Extraterritorial jurisdiction plays a significant role in regulation of transnational anti-competitive practices. In the U.S., extraterritorial impacts in this field first arose from Standard Oil Co. of New Jersey v. United States, where Imperial Oil in Canada was ordered to be divested from Standard Oil. Current practice dates from United States v. Alcoa, where the effects doctrine was introduced, allowing for jurisdiction over foreign offenders and foreign conduct, so long as the economic effects of the anticompetitive conduct are experienced on the domestic market. The effects doctrine has been gradually developed in the U.S. and then in various forms accepted in other jurisdictions, also in the developing world. In the EU it is recognised based on the qualified effects or implementation test.

Extraterritorial jurisdiction in the area of antitrust faces various limitations, such as the problem of accessing foreign-based evidence, as well as the difficulties of challenged anticompetitive conduct arising from foreign state involvement.

==Application in specific countries==

===Commonwealth of Nations===
The ability of parliaments of Commonwealth countries to legislate extraterritorially was confirmed by s. 3 of the Statute of Westminster 1931.

In Australia, extraterritorial jurisdiction of the state parliaments was authorized by s.2 of the Australia Act 1986.

===Canada===
The Criminal Code asserts jurisdiction over the following offences outside Canada:

- on a Canadian aircraft in flight, or on any other flight which terminates in Canada, for any indictable offence
- on any aircraft or in any airport in the world, for endangering such facilities
- by a Canadian citizen, permanent resident, or stateless person resident in Canada, for offences relating to cultural property protected by the Hague Convention for the Protection of Cultural Property in the Event of Armed Conflict
- against or on board a Canadian ship on the high seas or a fixed platform attached to the continental shelf of Canada, or by or against a Canadian citizen on any ship or fixed platform, or by any person who is found in Canada after such offence
- on a Canadian ship or aircraft, relating to
  - hostage taking,
  - offences against internationally protected persons or United Nations personnel, or
  - terrorism financing
- on the International Space Station
- involving nuclear material
- involving terrorism
- terrorist activity against Canadian citizens or Canadian government missions, or intended to compel the Canadian government, or any provincial government, to do or not do a particular act
- relating to sexual offences against children

=== China ===

Article 38 of the Hong Kong national security law, passed in June 2020, asserts that the law applies to all persons – regardless of nationality – both inside and outside Hong Kong.

Crimes covered under the national security law include:
- advocating, planning, or supporting secession or changes in Hong Kong or the People's Republic of China sovereignty.
- subverting the People's Republic of China government and system, including related participation, organizing, planning, and financially supporting these activities
- substantially interfering or obstructing the People's Republic of China and Hong Kong government functions
- acts of terrorism, defined as including damaging transportation equipment, causing traffic obstructions, or otherwise substantially interfering with the public's health and safety
- colluding with foreign forces to harm national security, defined as including causing substantial obstruction to the People's Republic of China and Hong Kong government policies, controlling elections, seeking foreign sanctions, or inciting hate against the Chinese and Hong Kong governments.

Dataset records:
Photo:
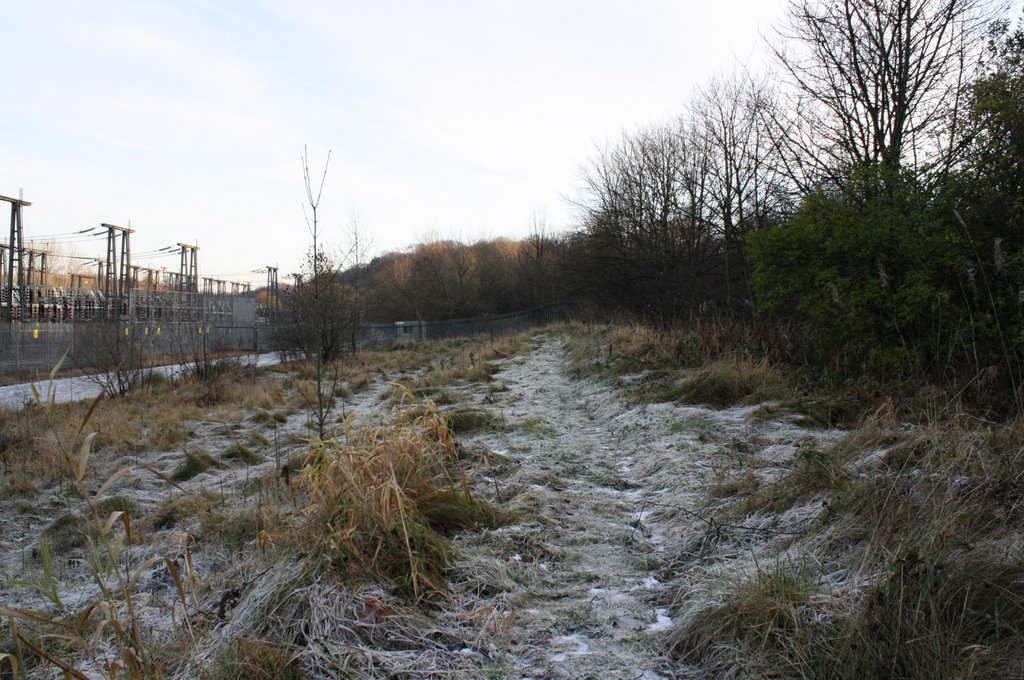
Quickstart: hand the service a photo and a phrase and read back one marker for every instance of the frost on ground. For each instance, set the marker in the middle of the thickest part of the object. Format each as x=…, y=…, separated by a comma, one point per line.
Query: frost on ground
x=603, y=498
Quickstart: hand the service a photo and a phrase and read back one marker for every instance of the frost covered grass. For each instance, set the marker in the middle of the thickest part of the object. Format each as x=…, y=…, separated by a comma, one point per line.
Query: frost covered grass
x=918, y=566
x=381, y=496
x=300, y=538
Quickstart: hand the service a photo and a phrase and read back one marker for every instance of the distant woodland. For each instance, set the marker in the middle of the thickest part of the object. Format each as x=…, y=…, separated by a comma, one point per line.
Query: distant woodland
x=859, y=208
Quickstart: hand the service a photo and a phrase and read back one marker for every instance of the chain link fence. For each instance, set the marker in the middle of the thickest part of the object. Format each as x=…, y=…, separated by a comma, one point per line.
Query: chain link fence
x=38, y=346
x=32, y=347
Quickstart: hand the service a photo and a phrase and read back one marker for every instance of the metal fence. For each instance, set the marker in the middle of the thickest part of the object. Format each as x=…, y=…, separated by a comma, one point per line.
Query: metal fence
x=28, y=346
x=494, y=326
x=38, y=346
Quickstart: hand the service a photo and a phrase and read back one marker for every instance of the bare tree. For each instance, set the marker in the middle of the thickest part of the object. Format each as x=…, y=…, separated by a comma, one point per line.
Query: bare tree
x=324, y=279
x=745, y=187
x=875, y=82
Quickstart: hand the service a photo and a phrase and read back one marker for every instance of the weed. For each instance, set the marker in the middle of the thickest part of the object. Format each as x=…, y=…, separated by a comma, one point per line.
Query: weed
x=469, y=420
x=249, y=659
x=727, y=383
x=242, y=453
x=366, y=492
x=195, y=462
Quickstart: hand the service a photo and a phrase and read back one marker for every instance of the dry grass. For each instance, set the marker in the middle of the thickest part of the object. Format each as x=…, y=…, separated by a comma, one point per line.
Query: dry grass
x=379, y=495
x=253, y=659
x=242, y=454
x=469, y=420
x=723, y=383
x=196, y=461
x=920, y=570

==

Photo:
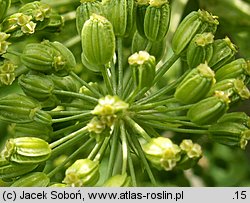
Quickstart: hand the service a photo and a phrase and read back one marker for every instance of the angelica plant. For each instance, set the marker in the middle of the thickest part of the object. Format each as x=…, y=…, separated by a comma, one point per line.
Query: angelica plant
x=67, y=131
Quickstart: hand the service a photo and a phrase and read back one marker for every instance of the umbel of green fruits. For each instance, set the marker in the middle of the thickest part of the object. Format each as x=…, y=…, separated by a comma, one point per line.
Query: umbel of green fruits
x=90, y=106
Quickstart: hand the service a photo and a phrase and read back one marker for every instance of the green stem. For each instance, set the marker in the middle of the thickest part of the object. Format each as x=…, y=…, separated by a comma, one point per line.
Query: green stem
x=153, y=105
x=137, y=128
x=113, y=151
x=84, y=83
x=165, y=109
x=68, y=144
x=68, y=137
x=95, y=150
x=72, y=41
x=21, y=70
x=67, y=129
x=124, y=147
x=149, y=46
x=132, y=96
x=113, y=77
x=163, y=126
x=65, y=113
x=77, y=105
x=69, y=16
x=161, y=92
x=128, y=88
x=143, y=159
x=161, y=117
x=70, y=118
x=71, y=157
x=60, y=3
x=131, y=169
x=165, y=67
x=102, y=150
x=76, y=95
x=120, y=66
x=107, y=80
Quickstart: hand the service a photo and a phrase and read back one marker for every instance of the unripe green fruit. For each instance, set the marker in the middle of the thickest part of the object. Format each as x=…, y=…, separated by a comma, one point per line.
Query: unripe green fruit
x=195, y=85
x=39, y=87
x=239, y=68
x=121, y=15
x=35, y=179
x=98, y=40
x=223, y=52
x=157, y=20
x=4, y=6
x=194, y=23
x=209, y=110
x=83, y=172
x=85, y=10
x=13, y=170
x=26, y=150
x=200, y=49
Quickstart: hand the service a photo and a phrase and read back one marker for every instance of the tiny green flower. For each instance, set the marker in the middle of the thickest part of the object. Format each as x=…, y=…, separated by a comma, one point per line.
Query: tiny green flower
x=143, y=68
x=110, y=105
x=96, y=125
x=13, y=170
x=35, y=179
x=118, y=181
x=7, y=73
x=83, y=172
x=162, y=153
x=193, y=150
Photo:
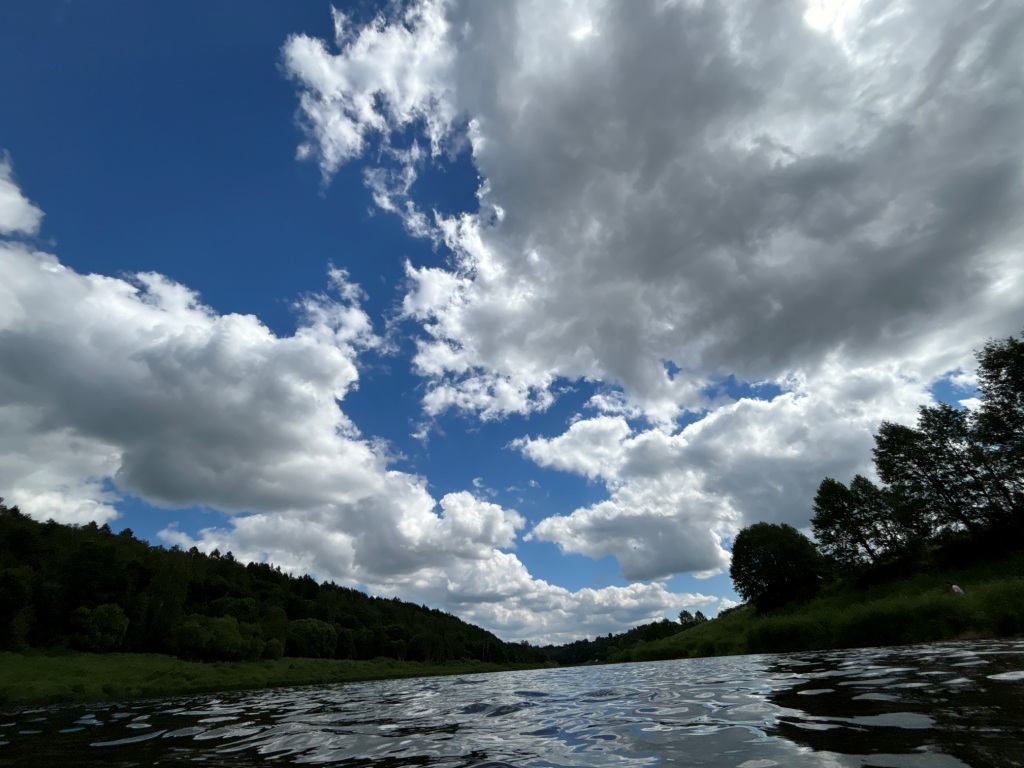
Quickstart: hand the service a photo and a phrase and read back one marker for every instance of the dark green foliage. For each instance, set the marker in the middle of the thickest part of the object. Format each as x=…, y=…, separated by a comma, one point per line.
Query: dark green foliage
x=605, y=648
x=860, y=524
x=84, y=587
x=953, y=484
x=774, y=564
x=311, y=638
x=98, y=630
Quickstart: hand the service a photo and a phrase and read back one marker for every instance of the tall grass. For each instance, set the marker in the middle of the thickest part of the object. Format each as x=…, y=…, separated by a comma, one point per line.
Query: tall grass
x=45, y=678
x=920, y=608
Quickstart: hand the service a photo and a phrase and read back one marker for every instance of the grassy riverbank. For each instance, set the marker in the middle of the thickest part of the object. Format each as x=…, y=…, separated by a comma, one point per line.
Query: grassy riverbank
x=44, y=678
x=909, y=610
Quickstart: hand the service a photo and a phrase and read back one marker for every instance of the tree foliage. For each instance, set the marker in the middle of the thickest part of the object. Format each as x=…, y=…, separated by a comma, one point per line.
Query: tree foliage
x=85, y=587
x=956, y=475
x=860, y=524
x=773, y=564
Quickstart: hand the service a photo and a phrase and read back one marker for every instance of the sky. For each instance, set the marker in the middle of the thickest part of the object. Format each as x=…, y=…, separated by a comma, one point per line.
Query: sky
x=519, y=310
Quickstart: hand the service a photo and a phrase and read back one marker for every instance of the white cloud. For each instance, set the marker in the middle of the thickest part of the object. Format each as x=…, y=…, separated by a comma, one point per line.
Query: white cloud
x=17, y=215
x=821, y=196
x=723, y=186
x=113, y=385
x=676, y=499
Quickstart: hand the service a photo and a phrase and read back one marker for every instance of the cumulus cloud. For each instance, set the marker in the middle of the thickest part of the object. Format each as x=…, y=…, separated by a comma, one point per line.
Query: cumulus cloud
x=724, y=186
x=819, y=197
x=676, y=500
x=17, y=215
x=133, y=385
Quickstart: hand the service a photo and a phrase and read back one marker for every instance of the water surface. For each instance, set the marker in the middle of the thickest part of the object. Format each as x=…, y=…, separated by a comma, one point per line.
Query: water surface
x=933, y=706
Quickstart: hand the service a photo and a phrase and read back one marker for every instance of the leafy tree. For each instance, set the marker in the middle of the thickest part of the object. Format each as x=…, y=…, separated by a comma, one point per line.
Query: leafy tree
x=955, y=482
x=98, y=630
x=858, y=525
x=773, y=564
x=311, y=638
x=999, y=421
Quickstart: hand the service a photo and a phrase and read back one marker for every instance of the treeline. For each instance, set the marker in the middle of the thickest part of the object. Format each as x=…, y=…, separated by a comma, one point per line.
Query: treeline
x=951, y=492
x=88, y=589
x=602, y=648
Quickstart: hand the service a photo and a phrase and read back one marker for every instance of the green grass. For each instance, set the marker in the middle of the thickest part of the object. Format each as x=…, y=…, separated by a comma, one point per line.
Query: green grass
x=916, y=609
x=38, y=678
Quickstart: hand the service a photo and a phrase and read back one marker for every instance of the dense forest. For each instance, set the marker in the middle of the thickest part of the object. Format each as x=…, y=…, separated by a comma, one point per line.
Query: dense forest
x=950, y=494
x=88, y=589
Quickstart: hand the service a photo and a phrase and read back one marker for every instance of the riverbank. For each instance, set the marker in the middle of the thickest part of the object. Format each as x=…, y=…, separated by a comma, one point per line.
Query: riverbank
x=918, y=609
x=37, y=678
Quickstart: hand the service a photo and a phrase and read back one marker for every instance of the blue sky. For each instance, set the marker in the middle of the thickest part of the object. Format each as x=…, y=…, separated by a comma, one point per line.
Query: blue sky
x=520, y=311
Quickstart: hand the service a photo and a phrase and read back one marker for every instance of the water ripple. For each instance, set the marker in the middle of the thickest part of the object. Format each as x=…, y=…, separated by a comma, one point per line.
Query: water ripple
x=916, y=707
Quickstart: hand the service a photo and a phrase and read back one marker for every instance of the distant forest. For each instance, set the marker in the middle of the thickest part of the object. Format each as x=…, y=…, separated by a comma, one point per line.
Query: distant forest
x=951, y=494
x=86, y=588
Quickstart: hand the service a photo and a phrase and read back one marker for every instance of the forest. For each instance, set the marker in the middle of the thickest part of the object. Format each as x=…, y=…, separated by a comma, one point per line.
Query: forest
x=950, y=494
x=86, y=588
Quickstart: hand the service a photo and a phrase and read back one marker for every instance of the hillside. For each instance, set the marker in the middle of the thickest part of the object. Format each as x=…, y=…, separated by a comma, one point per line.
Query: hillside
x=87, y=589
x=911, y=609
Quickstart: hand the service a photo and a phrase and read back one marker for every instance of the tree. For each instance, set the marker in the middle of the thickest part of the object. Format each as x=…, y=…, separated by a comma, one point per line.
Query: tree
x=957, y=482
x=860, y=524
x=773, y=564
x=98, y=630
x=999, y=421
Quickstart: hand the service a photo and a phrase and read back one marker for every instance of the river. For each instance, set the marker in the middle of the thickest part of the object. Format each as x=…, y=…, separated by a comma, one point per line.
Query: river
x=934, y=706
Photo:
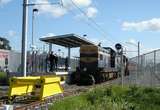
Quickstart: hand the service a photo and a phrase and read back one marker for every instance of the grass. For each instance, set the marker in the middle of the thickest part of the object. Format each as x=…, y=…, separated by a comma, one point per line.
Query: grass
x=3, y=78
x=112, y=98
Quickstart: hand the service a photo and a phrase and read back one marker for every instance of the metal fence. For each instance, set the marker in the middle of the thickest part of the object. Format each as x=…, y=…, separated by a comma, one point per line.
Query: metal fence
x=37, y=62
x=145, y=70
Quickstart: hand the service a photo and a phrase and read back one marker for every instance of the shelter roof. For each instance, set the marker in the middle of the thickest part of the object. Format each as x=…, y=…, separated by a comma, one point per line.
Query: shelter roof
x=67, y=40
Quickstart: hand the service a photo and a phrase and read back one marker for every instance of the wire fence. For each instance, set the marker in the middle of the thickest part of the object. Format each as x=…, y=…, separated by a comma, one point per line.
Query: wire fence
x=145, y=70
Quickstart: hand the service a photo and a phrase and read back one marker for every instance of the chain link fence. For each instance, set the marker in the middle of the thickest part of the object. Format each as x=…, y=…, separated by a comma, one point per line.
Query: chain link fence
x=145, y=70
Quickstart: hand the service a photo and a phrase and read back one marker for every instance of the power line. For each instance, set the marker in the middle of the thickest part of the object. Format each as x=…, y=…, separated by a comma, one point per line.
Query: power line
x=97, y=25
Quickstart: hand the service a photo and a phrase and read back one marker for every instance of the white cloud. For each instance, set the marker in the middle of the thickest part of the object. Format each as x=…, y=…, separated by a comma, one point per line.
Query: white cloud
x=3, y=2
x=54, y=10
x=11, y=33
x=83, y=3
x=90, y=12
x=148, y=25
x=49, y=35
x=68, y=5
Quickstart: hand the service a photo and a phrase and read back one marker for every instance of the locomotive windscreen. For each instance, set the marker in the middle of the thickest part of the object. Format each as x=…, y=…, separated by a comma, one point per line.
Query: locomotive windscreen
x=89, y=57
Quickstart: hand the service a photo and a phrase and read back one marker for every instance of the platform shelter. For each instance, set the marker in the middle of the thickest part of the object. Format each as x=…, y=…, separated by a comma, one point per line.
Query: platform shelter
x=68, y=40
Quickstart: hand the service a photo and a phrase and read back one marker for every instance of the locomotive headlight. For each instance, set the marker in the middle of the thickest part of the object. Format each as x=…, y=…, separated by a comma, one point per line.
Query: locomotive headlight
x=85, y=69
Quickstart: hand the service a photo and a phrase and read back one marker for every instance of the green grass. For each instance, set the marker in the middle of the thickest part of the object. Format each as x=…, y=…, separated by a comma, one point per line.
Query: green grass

**Complete the following**
[a] In the passage on extraterritorial jurisdiction, which statute's section 3 confirmed that Commonwealth parliaments could legislate extraterritorially?
[b] Count the lines of the entries that contain the string "unripe", with case counting, and reply with only the number.
The passage on extraterritorial jurisdiction and the entries have no connection to each other.

**Full answers**
[a] The Statute of Westminster 1931

[b] 2